→ Assigned task:
All that should be output is the block of lines below from the line with "Target: thin twig" to the line with "it: point(847, 878).", both included, exactly as written.

Data excerpts

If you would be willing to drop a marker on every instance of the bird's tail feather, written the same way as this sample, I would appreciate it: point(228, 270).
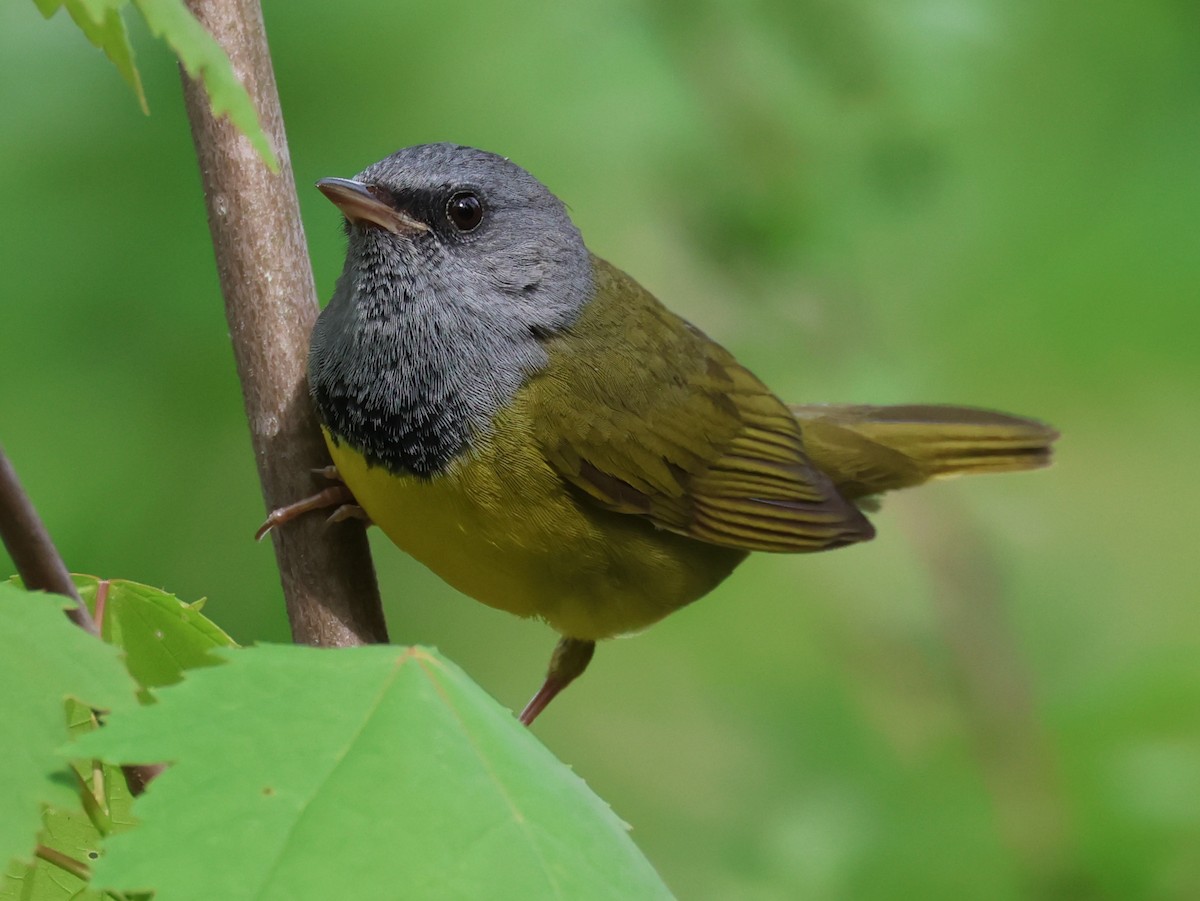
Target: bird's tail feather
point(869, 450)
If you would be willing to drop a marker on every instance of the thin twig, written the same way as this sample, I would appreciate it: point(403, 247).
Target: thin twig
point(29, 545)
point(77, 869)
point(328, 577)
point(41, 568)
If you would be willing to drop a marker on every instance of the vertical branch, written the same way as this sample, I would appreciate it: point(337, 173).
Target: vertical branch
point(328, 577)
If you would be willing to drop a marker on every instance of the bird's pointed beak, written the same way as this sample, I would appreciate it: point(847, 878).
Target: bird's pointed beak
point(369, 205)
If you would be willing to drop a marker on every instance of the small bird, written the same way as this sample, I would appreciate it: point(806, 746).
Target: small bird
point(535, 427)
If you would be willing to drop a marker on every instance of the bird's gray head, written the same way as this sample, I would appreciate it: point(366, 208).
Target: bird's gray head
point(460, 263)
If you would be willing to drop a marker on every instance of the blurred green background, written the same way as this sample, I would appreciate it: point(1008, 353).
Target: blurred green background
point(870, 200)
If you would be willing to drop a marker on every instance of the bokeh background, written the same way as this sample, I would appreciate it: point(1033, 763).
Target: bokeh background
point(869, 200)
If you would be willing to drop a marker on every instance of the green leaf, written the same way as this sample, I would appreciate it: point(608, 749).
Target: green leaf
point(161, 635)
point(204, 59)
point(102, 24)
point(70, 833)
point(355, 773)
point(45, 662)
point(197, 50)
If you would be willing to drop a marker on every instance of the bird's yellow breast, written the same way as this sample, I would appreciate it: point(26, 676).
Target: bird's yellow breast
point(502, 527)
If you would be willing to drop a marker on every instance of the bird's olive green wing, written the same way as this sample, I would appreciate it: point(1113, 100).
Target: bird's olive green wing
point(643, 414)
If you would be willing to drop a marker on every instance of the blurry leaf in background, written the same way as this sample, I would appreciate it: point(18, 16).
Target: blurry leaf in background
point(198, 53)
point(916, 200)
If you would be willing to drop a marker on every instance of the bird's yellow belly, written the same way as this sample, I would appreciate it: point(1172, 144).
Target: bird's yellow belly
point(503, 528)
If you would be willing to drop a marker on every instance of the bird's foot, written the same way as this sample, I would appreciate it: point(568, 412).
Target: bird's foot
point(570, 659)
point(335, 496)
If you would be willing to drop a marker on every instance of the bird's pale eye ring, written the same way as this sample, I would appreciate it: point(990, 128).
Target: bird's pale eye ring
point(466, 211)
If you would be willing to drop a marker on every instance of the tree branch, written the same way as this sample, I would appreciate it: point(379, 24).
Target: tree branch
point(328, 577)
point(29, 545)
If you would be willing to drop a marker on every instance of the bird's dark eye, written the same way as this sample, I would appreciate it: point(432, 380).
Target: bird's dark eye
point(466, 211)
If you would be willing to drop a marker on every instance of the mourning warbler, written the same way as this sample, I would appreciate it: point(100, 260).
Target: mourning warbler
point(537, 428)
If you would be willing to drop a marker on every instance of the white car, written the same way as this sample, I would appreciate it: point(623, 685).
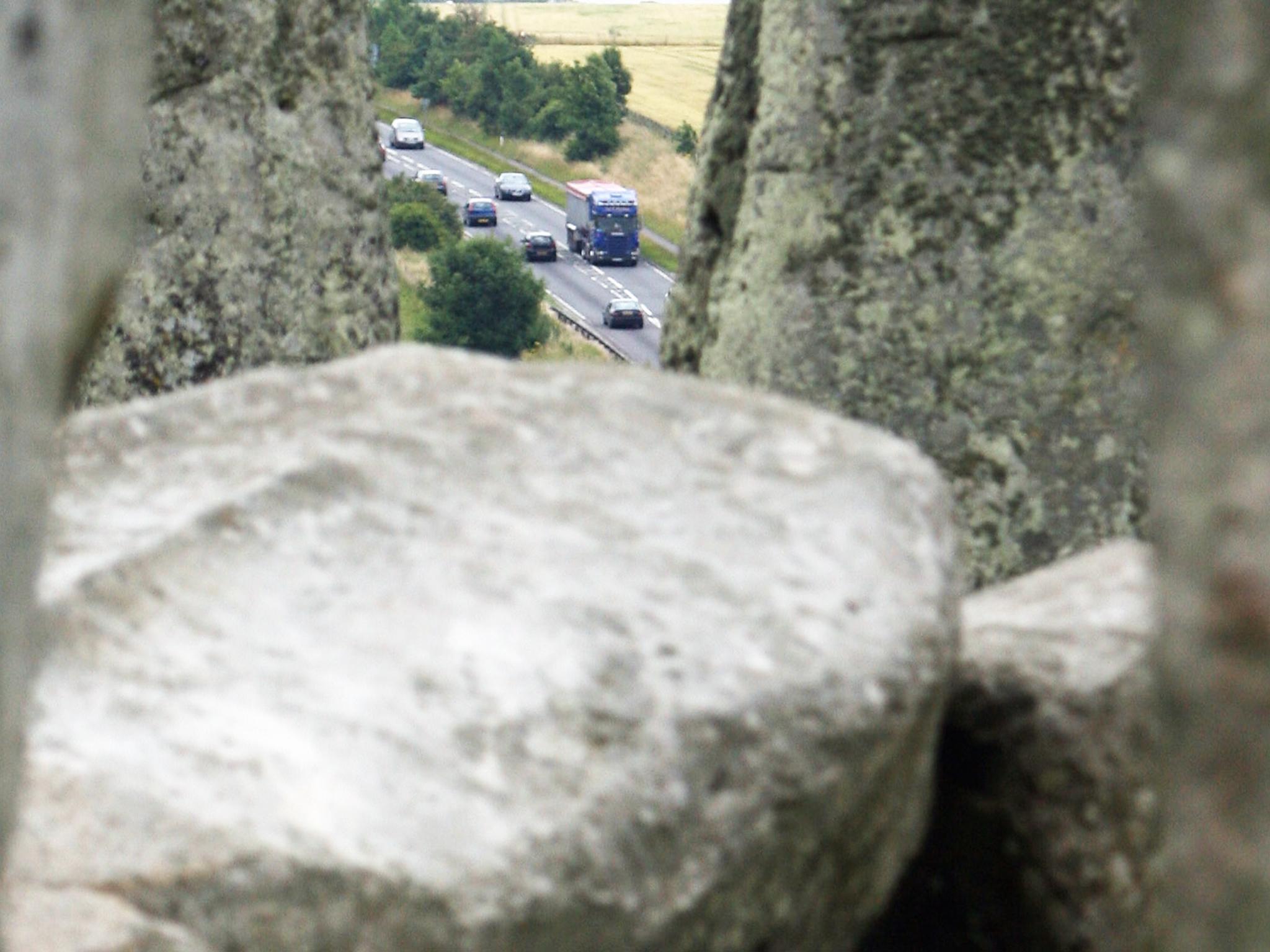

→ Exercise response:
Target: thin twig
point(29, 545)
point(77, 869)
point(328, 577)
point(41, 568)
If you would be willing to drop a marker on every instance of the vertical branch, written the same way as this sample, I would appreciate it: point(337, 173).
Target: vertical branch
point(328, 577)
If you would be willing to drop a marker on every instance of the bird's pointed beak, written the same way as this sample, I would appreciate it: point(847, 878).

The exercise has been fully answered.